— What you need to do —
A: In the article on writing a beginner's notes section, repeat the passage from "How to write" to "not your mentor.", swapping "mentor" for "coach".
B: Carry on the article about writing a beginner's notes section, picking up after its final sentence.

— Source document —
◇ ◇ ◇ ◇ ◇ ◇ ◇

How to write a notes section if you are a beginner

We wrote a similar article on this aspect of Notary advertising a few years ago. I think it was very helpful. But, let me structure this article as a quick tips article with itemized things to add to your notes section. The basic idea is that if you have no experience, you cannot talk about what you’ve already done. So, talk about what you are willing to do, where you go, or what training you have had.

Don’t write three paragraphs telling us how many years of experience your mentor has otherwise we’ll stop looking at your profile and start looking at your mentor’s profile. Remember, you are selling yourself, not your mentor.

Don’t write six paragraphs telling us about your Real Estate career as nobody is hiring you as a Realtor on 123notary.com. That is something to write a single line about LOWER in your notes.

Don’t waste space telling us how you respect the integrity of the transaction and how confidentiality of the transaction is of utmost importance. That tells us nothing except that you are claiming not to be a conman.

◇ ◇ ◇ ◇ ◇ ◇ ◇

— Data block —
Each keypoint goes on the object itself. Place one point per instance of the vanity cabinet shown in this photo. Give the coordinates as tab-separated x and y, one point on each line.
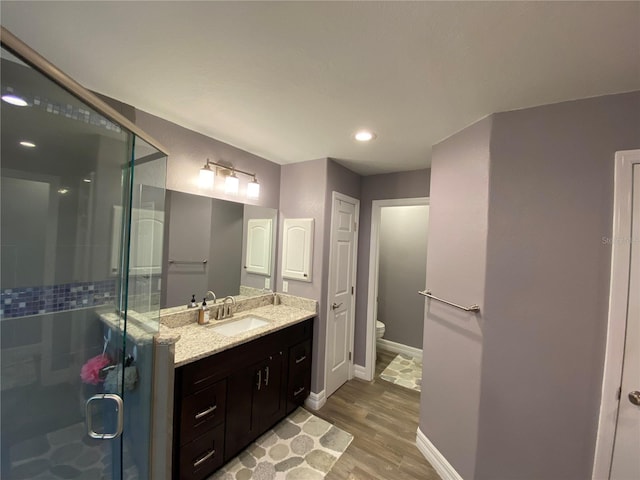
225	401
258	401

◇ ◇ ◇ ◇ ◇ ◇ ◇

— Task-by-task outputs —
A:
How to write a notes section if you are a beginner

We wrote a similar article on this aspect of Notary advertising a few years ago. I think it was very helpful. But, let me structure this article as a quick tips article with itemized things to add to your notes section. The basic idea is that if you have no experience, you cannot talk about what you’ve already done. So, talk about what you are willing to do, where you go, or what training you have had.

Don’t write three paragraphs telling us how many years of experience your coach has otherwise we’ll stop looking at your profile and start looking at your coach’s profile. Remember, you are selling yourself, not your coach.

B:
Don’t tell us how important it is to hire a Notary who is experienced and knowledgable. You think the browsers don’t already know this? They have hired tens of thousands of Notaries and are hiring Notaries daily. They know what is important, the question is, are you the kind of Notary they want?

Don’t write two paragraphs about how you are a new mom. People will assume that when they call you they’ll hear screaming in the background. Focus on Notary work.

Don’t use adjectives. people who claim to be reliable, responsible, experienced, professional, accurate, etc., are people who have nothing good to say about themselves who compensate by using a bunch of unverifiable claims about themselves which are usually not true. Experts who hire Notaries see through the nonsense faster than you can say, “skip my listing.” So, don’t use adjectives unless you can back them up with real information. So, what should you write about?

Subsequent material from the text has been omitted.